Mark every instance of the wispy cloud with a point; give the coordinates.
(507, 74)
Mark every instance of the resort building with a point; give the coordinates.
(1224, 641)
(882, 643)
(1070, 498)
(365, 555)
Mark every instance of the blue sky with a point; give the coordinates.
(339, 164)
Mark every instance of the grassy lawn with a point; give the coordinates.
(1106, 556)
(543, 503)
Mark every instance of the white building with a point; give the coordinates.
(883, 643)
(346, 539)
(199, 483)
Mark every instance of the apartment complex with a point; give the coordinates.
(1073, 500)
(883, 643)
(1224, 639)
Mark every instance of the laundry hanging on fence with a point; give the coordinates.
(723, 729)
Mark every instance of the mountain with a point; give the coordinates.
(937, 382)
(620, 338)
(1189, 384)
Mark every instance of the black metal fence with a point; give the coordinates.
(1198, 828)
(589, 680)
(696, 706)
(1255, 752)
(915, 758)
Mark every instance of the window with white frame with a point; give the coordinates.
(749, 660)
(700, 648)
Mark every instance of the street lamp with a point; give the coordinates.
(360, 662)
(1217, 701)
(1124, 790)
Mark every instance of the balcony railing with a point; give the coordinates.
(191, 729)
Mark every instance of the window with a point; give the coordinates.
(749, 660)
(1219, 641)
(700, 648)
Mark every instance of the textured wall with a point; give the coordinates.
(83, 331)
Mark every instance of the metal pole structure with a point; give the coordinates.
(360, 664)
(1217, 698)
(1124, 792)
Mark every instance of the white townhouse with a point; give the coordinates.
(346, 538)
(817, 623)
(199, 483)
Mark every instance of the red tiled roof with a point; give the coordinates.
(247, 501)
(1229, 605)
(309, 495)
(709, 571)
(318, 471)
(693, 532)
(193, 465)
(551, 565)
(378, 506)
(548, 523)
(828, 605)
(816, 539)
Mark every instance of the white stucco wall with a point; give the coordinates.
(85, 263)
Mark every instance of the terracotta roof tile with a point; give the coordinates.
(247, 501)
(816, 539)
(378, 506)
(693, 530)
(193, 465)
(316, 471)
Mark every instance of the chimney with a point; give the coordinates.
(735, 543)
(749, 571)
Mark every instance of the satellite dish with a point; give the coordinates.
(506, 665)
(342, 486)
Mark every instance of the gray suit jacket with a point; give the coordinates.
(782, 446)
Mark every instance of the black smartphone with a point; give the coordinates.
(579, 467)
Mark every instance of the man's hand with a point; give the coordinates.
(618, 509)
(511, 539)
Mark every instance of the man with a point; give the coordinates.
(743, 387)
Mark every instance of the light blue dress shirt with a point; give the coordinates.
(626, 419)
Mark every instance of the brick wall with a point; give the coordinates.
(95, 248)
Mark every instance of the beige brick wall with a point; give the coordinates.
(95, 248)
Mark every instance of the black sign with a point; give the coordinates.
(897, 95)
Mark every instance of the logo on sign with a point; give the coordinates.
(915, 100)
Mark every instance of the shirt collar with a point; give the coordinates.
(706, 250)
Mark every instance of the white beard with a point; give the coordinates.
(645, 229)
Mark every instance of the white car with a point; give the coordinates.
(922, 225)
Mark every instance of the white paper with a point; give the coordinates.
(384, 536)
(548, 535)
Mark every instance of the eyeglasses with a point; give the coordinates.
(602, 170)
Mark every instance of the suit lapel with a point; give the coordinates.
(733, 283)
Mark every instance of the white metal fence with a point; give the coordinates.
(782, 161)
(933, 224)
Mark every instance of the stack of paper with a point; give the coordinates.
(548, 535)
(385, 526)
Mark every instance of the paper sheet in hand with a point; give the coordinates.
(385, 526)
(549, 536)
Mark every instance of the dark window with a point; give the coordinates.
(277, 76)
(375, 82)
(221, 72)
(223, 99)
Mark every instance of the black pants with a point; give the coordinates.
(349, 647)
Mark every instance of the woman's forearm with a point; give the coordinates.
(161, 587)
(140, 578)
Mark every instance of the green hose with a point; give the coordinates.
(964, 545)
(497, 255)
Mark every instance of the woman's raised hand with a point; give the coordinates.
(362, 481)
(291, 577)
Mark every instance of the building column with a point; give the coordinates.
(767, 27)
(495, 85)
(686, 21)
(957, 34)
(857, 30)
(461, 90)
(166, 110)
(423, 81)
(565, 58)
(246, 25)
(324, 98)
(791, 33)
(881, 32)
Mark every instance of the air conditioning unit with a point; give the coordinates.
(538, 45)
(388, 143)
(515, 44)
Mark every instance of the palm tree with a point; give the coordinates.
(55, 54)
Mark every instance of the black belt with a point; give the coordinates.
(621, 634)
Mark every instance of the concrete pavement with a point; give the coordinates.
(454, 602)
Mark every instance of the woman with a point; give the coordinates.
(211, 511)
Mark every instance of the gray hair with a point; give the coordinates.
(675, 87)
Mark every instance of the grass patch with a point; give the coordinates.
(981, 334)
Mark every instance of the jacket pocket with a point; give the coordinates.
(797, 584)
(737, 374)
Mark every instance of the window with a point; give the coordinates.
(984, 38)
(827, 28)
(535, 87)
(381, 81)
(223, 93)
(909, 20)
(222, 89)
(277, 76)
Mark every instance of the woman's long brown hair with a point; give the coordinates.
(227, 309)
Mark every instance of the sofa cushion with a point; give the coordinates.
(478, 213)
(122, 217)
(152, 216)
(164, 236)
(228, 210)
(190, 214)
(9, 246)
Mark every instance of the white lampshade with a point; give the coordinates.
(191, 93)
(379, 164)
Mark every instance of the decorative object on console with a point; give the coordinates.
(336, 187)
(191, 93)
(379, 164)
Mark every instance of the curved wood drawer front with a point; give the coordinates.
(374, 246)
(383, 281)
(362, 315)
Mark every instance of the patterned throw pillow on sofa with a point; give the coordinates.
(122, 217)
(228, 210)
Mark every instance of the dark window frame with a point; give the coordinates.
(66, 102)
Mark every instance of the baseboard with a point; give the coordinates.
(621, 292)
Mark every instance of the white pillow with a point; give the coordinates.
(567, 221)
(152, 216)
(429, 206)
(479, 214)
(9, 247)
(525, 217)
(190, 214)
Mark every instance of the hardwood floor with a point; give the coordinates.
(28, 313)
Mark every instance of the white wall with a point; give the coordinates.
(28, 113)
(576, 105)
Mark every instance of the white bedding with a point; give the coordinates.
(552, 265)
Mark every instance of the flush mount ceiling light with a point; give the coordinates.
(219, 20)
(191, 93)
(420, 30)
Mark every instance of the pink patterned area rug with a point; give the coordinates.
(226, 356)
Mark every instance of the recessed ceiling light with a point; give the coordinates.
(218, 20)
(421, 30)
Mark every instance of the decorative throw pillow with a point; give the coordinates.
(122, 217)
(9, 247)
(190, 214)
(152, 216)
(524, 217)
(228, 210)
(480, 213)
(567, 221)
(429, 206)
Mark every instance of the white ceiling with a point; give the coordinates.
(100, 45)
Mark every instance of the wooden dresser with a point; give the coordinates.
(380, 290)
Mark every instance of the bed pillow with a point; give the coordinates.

-- TASK STATEMENT --
What you should do is return the records above exactly, leaving nothing out.

-- OUTPUT FOR THIS TASK --
Mark every instance of the wispy cloud with a point; give the coordinates.
(507, 74)
Mark every instance of the resort building with a point; give the coordinates.
(1224, 641)
(882, 643)
(1070, 498)
(365, 555)
Mark every instance of the blue sky with a point; give the coordinates.
(339, 164)
Mark every instance of the grassy lawn with a point; give the coordinates.
(1106, 556)
(543, 503)
Mark every instance of the white building with a point; give the coordinates.
(883, 643)
(346, 539)
(199, 483)
Mark every instance of the apartment complex with a point; give the coordinates.
(1073, 500)
(883, 643)
(1224, 639)
Mark every instance of the laundry hanging on fence with a point; give the coordinates.
(723, 729)
Mark every instance of the mountain with a point; give the coordinates.
(937, 382)
(620, 338)
(1189, 384)
Mark every instance of the black metal fence with a point; give the coordinates.
(1198, 828)
(589, 680)
(696, 706)
(1255, 752)
(915, 758)
Mark every instance of the window with white frame with a point; give the coordinates.
(749, 660)
(700, 648)
Mark every instance of the street lamp with a point; give the coordinates.
(360, 662)
(1217, 701)
(1124, 790)
Mark every instance of the balcony railing with a point; give the coordinates.
(191, 729)
Mark every instance of the window with a point; give the coordinates.
(749, 660)
(1219, 641)
(700, 648)
Mark every instance of the textured wall with a point; give the coordinates.
(83, 331)
Mark every instance of the metal pole structure with a point; give the coordinates.
(360, 664)
(1217, 698)
(1124, 792)
Mark every instance of the white townhouse with a point; give the coordinates.
(346, 538)
(817, 623)
(199, 483)
Mark every instance of the red tiled roof with a point; give the coordinates.
(247, 501)
(1229, 605)
(309, 495)
(709, 571)
(318, 471)
(693, 532)
(193, 465)
(551, 565)
(378, 506)
(548, 523)
(828, 605)
(816, 539)
Mark every instance of the white stucco wall with a point; give the coordinates.
(85, 263)
Mark every instance of the terracotta roof tile with a point; give the coordinates.
(247, 501)
(816, 539)
(378, 506)
(693, 530)
(193, 465)
(316, 471)
Mark every instance of the chimney with a point; give the coordinates.
(735, 543)
(749, 571)
Mark every instance of the satellite dish with a point; give the coordinates.
(506, 665)
(342, 486)
Mark every instance of the gray suit jacket with a point; give the coordinates.
(782, 446)
Mark every instance of the black smartphone with a point; give the coordinates.
(579, 467)
Mark every instance of the man's hand with a point; give the coordinates.
(618, 509)
(511, 539)
Mark every instance of the man with a point; give the coordinates.
(743, 387)
Mark every instance of the light blue dress shirt with a point; give the coordinates.
(626, 419)
Mark every instance of the brick wall with a point; give the coordinates.
(95, 248)
Mark every instance of the beige brick wall with a point; give the coordinates.
(95, 248)
Mark every instance of the black sign with a point; give the coordinates.
(897, 95)
Mark every instance of the logo on sign with a point; give the coordinates.
(915, 100)
Mark every instance of the shirt collar with a point; give the coordinates.
(706, 250)
Mark every instance of the white beard with a point; give the coordinates.
(645, 229)
Mark every instance of the white car with a point; give the coordinates.
(922, 225)
Mark every instance of the white paper with a point; give the coordinates.
(384, 536)
(548, 535)
Mark every instance of the eyeglasses with a point; give the coordinates.
(602, 170)
Mark every instance of the suit lapel with a point; give the coordinates.
(733, 283)
Mark every instance of the white metal fence with a point; give the coordinates.
(782, 161)
(933, 224)
Mark every instance of the stack of paper with a point; give the coordinates.
(548, 535)
(385, 526)
Mark every instance of the paper sheet in hand with a point; give the coordinates.
(385, 526)
(549, 536)
Mark every instance of the dark window with a point; give the coordinates.
(277, 76)
(375, 82)
(221, 72)
(223, 99)
Mark every instance of the black pants with a point; give the coordinates.
(349, 647)
Mark every instance of the woman's forearm with a point; give the coordinates.
(161, 587)
(140, 578)
Mark every instance of the green hose with a point; give the coordinates.
(964, 545)
(497, 255)
Mark every instance of the woman's raised hand with a point; give the coordinates.
(362, 481)
(291, 577)
Mark every instance of the building column with a point; give the coordinates.
(767, 27)
(495, 85)
(686, 21)
(957, 34)
(857, 30)
(461, 90)
(166, 110)
(423, 81)
(565, 58)
(246, 25)
(324, 98)
(791, 33)
(881, 32)
Mark every instance of the air conditioning unit with a point; give the coordinates.
(538, 45)
(388, 143)
(515, 44)
Mark every instance of the palm tree with a point; give the coordinates.
(55, 54)
Mark every instance of the black belt with a point; give the coordinates.
(621, 634)
Mark every instance of the concrete pavement with a point; give the coordinates.
(454, 602)
Mark every instance of the woman with a point; give the coordinates.
(211, 511)
Mark every instance of the gray hair with a point; give the coordinates.
(675, 87)
Mark every instance of the grass patch with a point; give the coordinates.
(981, 334)
Mark every instance of the jacket pocket with a point; give the coordinates.
(797, 584)
(737, 374)
Mark every instance of the window with a point; give the coordinates.
(984, 38)
(827, 28)
(535, 87)
(381, 81)
(223, 93)
(909, 20)
(222, 89)
(277, 76)
Mark every instance of the woman's long brown hair with a point; give the coordinates.
(227, 309)
Mark every instance of the sofa cushion with a point; give the coordinates.
(478, 213)
(122, 217)
(152, 216)
(164, 236)
(228, 210)
(190, 214)
(9, 246)
Mark every instance of the white lampshade with a point; give the coordinates.
(191, 93)
(379, 164)
Mark every instance of the decorative object on console with a point; give the coordinates.
(336, 187)
(191, 93)
(379, 164)
Mark every instance of the curved wood drawer front with a point; give the coordinates.
(374, 246)
(383, 281)
(362, 315)
Mark every instance of the patterned throw pillow on sofa with a point; give the coordinates.
(122, 217)
(228, 210)
Mark every instance of the dark window frame with a point; give the coordinates.
(66, 102)
Mark every instance of the baseboard with a point; give the coordinates.
(621, 292)
Mark every instance of the white pillow with a point; give the coordinates.
(567, 221)
(152, 216)
(429, 206)
(479, 214)
(9, 247)
(525, 217)
(190, 214)
Mark every instance of the hardwood floor with a point; give the coordinates.
(28, 313)
Mark every instance of the white wall with a point; give the coordinates.
(28, 113)
(576, 105)
Mark every instance of the white bedding with a point; give the coordinates.
(552, 265)
Mark every instance of the flush mount ceiling light with a point; give the coordinates.
(219, 20)
(191, 93)
(420, 30)
Mark every instance of the pink patterned area rug with a point; give the coordinates.
(226, 356)
Mark every instance of the recessed ceiling light with a point; give the coordinates.
(218, 20)
(421, 30)
Mark every instance of the decorative throw pillow with a point; give the coordinates.
(122, 217)
(9, 247)
(190, 214)
(152, 216)
(524, 217)
(228, 210)
(480, 213)
(567, 221)
(429, 206)
Mark every instance of the white ceiling with a point; give the coordinates.
(100, 45)
Mark every instance of the wooden dresser with a point; give the coordinates.
(380, 290)
Mark every instance of the bed pillow with a point; give the coordinates.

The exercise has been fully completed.